# [Supplied records]
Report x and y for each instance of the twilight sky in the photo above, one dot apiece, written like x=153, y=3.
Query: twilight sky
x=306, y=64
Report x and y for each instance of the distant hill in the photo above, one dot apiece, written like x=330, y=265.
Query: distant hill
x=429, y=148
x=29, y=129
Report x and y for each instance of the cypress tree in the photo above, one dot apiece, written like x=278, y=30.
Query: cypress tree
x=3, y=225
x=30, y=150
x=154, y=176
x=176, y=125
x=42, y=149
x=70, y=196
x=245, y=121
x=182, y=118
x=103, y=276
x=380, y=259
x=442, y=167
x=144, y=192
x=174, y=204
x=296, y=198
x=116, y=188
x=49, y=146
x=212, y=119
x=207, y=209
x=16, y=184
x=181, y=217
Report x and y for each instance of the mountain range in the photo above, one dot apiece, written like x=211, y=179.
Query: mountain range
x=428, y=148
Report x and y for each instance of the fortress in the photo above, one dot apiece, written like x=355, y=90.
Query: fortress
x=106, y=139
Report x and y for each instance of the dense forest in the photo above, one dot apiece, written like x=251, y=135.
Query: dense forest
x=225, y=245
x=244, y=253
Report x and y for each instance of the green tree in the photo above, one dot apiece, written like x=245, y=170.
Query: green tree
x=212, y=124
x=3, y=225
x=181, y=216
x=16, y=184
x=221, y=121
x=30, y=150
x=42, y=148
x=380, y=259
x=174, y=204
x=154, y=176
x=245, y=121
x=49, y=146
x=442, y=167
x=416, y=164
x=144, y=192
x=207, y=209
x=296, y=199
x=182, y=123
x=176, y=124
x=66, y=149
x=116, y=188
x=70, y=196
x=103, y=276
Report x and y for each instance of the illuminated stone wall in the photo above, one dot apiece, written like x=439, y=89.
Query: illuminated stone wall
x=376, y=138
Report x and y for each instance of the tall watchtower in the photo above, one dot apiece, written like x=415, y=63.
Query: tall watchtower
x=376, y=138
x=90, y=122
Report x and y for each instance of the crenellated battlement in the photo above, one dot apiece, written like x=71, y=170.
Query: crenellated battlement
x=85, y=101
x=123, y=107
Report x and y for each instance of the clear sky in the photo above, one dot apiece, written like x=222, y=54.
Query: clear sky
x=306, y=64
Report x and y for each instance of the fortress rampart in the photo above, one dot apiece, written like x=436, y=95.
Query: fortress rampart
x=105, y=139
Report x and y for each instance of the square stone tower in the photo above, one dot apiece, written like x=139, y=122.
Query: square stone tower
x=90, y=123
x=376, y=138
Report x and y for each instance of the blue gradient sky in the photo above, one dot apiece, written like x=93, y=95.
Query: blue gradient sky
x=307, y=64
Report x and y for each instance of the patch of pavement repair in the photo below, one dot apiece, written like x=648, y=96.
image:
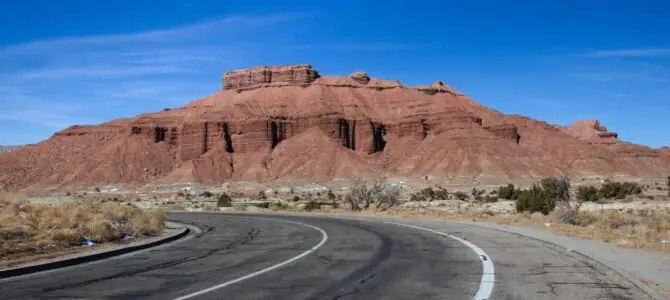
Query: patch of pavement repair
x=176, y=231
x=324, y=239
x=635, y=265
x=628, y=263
==
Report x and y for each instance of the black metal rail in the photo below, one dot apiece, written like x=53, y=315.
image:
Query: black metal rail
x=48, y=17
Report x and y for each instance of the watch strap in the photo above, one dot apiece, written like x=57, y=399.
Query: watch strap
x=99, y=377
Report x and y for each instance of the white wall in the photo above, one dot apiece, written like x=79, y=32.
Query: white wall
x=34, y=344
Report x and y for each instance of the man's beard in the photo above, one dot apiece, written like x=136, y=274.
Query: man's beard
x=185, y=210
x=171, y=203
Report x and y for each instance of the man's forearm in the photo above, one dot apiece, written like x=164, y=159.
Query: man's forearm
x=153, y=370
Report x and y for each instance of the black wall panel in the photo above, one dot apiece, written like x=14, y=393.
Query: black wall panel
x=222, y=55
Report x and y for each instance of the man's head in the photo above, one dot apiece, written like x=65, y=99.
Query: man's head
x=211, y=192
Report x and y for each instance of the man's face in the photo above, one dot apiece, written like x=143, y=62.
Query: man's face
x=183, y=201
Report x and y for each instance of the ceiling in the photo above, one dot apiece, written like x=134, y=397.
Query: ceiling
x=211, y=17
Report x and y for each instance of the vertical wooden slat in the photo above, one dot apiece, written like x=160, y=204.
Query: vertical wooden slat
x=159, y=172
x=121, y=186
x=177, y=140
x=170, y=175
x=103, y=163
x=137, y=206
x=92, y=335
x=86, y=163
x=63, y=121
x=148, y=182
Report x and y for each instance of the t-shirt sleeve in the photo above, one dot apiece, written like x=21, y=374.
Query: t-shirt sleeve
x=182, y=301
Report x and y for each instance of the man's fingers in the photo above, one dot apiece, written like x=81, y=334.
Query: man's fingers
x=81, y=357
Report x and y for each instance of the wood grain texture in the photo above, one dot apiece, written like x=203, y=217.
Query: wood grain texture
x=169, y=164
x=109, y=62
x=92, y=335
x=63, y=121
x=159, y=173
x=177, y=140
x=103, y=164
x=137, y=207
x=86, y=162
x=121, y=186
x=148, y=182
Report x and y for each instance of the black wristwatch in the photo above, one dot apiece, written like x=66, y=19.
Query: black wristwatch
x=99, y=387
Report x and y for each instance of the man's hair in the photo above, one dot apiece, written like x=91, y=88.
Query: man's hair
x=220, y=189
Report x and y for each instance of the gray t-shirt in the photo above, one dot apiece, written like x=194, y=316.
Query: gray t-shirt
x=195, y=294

# [What you should do]
Set down again, word for word, the stretch of records from the line with "Report x and y for each instance of the man's face" to the line with "Report x and y for each instance of the wood", both of those lines included.

# [Reply to the task]
Report x and y for each instance of the man's face in the photo above, one dot apiece, written like x=143, y=62.
Query: man's face
x=183, y=201
Report x and y for each instance of the ceiling in the photo above, one dot apiece, written like x=134, y=397.
Query: ceiling
x=211, y=17
Report x and y for each instance of the vertical wooden slat in the photo above, one dot apiece, written like x=160, y=204.
Query: vertical wooden slat
x=159, y=172
x=121, y=186
x=177, y=140
x=170, y=175
x=103, y=163
x=137, y=206
x=92, y=335
x=86, y=163
x=63, y=121
x=148, y=182
Report x and y for each instance of the t-shirt sleeve in the photo above, one dot apiece, written like x=21, y=374.
Query: t-shirt sleeve
x=182, y=301
Report x and y for each instance of the man's fingers in the photo above, one dot apiece, written like x=81, y=334.
Query: man's fingers
x=81, y=357
Report x and y for each instance of the wood grain texture in the photo above, one dot apiece, written like x=203, y=217.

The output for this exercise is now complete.